[Opening Records shown section]

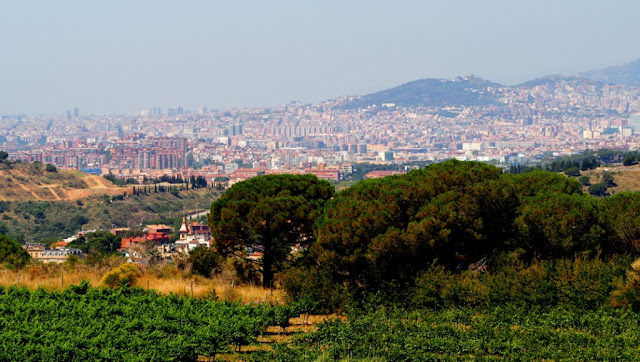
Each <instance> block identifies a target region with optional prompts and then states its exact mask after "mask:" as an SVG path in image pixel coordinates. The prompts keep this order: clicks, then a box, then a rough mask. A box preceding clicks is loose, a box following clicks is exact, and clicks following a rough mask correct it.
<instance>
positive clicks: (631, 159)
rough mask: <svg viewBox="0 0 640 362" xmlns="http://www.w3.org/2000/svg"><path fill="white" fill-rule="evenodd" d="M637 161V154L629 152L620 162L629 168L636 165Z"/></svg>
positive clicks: (624, 156) (635, 153)
mask: <svg viewBox="0 0 640 362" xmlns="http://www.w3.org/2000/svg"><path fill="white" fill-rule="evenodd" d="M637 160H638V153H637V152H630V153H628V154H626V155H625V156H624V159H623V160H622V164H623V165H625V166H631V165H634V164H636V163H637V162H636V161H637Z"/></svg>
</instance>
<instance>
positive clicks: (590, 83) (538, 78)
mask: <svg viewBox="0 0 640 362" xmlns="http://www.w3.org/2000/svg"><path fill="white" fill-rule="evenodd" d="M559 83H563V84H566V83H573V84H581V85H595V86H598V87H600V86H602V85H603V83H601V82H599V81H597V80H593V79H590V78H586V77H575V76H564V75H560V74H556V75H548V76H545V77H542V78H536V79H533V80H530V81H527V82H524V83H522V84H518V85H516V86H514V87H515V88H533V87H537V86H540V85H557V84H559Z"/></svg>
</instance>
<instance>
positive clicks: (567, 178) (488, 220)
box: [209, 161, 640, 298]
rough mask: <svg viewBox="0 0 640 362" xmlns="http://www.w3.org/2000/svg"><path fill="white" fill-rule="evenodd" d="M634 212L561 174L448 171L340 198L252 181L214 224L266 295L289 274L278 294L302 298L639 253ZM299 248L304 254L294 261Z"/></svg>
mask: <svg viewBox="0 0 640 362" xmlns="http://www.w3.org/2000/svg"><path fill="white" fill-rule="evenodd" d="M639 214H640V194H638V193H619V194H617V195H615V196H614V197H610V198H606V199H601V198H594V197H591V196H590V195H585V194H583V193H582V186H581V185H580V183H579V182H578V181H577V180H575V179H572V178H567V177H565V176H563V175H560V174H556V173H551V172H545V171H535V172H529V173H524V174H519V175H509V174H503V173H502V171H501V170H500V169H498V168H496V167H492V166H489V165H486V164H481V163H475V162H458V161H448V162H445V163H440V164H435V165H431V166H429V167H427V168H425V169H422V170H415V171H412V172H410V173H409V174H407V175H402V176H394V177H386V178H382V179H375V180H366V181H363V182H360V183H358V184H356V185H355V186H353V187H351V188H349V189H347V190H345V191H342V192H340V193H337V194H335V195H334V194H333V191H332V189H331V187H330V185H329V184H328V183H326V182H324V181H320V180H317V179H315V178H314V177H313V176H309V175H305V176H295V175H271V176H263V177H256V178H252V179H251V180H249V181H246V182H242V183H238V184H236V185H234V186H233V187H231V188H230V189H229V191H228V192H227V193H226V194H225V195H224V196H223V197H222V198H220V199H219V200H218V201H217V202H215V203H214V204H213V205H212V208H211V213H210V216H209V225H210V227H211V230H212V233H213V235H214V238H215V240H216V248H217V250H218V251H219V252H220V253H222V254H223V255H226V256H230V255H234V256H235V257H237V258H242V257H245V256H246V255H245V254H243V253H245V252H246V250H247V248H253V249H257V250H259V251H262V252H263V256H262V259H261V268H262V273H263V281H264V284H265V286H266V285H270V283H271V281H272V279H273V273H274V272H276V271H282V270H284V269H287V271H286V272H285V274H284V275H283V281H284V284H285V287H286V288H287V289H288V290H289V291H290V292H291V293H292V295H294V296H295V297H297V298H304V296H305V295H307V296H308V295H314V293H316V294H315V295H317V293H318V291H323V294H325V295H328V294H335V293H334V292H335V291H336V290H343V291H344V290H346V291H347V292H348V293H349V294H350V295H352V296H354V295H361V296H362V295H369V294H371V293H374V292H376V291H379V290H381V289H387V290H394V289H395V290H401V289H404V288H408V287H411V286H412V285H414V283H415V280H416V277H418V276H419V275H421V273H423V272H424V271H425V270H427V268H429V267H430V266H431V265H432V264H433V263H437V264H438V265H440V266H442V267H443V268H445V269H446V270H451V271H460V270H466V269H468V268H469V267H470V266H473V265H476V264H478V263H480V264H483V263H486V264H483V265H485V267H488V268H491V267H492V264H491V261H492V260H493V259H494V257H496V256H498V255H503V254H505V253H512V252H514V251H518V255H519V258H521V259H522V260H523V261H524V262H530V261H532V260H538V259H554V258H571V257H573V256H574V255H576V253H579V254H581V255H585V256H587V257H606V256H609V255H614V254H618V253H624V254H638V253H639V252H640V244H639V243H638V241H637V240H640V218H639V217H638V216H637V215H639ZM296 244H300V245H302V246H308V247H309V248H308V250H307V252H305V253H303V255H302V256H301V257H299V258H297V259H295V260H293V259H292V257H291V246H293V245H296ZM305 293H306V294H305Z"/></svg>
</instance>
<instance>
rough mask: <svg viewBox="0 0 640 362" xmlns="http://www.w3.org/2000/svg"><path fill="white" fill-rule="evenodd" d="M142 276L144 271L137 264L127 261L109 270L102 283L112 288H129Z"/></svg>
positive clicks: (105, 274)
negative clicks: (141, 270)
mask: <svg viewBox="0 0 640 362" xmlns="http://www.w3.org/2000/svg"><path fill="white" fill-rule="evenodd" d="M140 276H142V272H141V271H140V269H139V268H138V267H137V266H136V265H135V264H133V263H126V264H122V265H120V266H119V267H117V268H115V269H112V270H110V271H109V272H107V273H106V274H105V275H104V276H103V277H102V279H101V280H100V284H102V285H106V286H108V287H110V288H127V287H130V286H132V285H133V284H134V283H135V281H136V280H137V279H138V278H139V277H140Z"/></svg>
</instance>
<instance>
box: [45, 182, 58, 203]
mask: <svg viewBox="0 0 640 362" xmlns="http://www.w3.org/2000/svg"><path fill="white" fill-rule="evenodd" d="M43 187H46V188H48V189H49V192H51V193H52V194H53V197H55V198H56V201H62V199H61V198H60V196H58V194H57V193H56V192H55V191H53V187H54V186H43Z"/></svg>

[Closing Records shown section]

■ About this exercise
Could you repeat, exactly and with nothing else, the lines from the first line of the records through the line containing "box: [209, 161, 640, 298]"? Leave out the pictures.

■ Response to the exercise
Each <instance> block identifies a target region with optional prompts and then states its exact mask after "mask:" as an SVG path in image pixel coordinates. The prompts keep this order: clicks, then a box, then a rough mask. A box preceding clicks is loose, a box following clicks is exact, and clicks following a rough mask correct it.
<instance>
positive clicks: (631, 159)
rough mask: <svg viewBox="0 0 640 362" xmlns="http://www.w3.org/2000/svg"><path fill="white" fill-rule="evenodd" d="M637 161V154L629 152L620 162L629 168L636 165Z"/></svg>
positive clicks: (624, 156) (635, 153)
mask: <svg viewBox="0 0 640 362" xmlns="http://www.w3.org/2000/svg"><path fill="white" fill-rule="evenodd" d="M637 160H638V153H637V152H630V153H628V154H626V155H625V156H624V159H623V160H622V164H623V165H625V166H631V165H634V164H636V163H637V162H636V161H637Z"/></svg>
</instance>
<instance>
positive clicks: (590, 83) (538, 78)
mask: <svg viewBox="0 0 640 362" xmlns="http://www.w3.org/2000/svg"><path fill="white" fill-rule="evenodd" d="M559 83H563V84H566V83H573V84H581V85H595V86H598V87H600V86H602V85H603V83H601V82H599V81H597V80H593V79H590V78H586V77H575V76H564V75H560V74H556V75H548V76H545V77H542V78H536V79H533V80H530V81H527V82H524V83H522V84H518V85H516V86H514V87H515V88H533V87H537V86H540V85H557V84H559Z"/></svg>
</instance>
<instance>
positive clicks: (567, 178) (488, 220)
box: [209, 161, 640, 298]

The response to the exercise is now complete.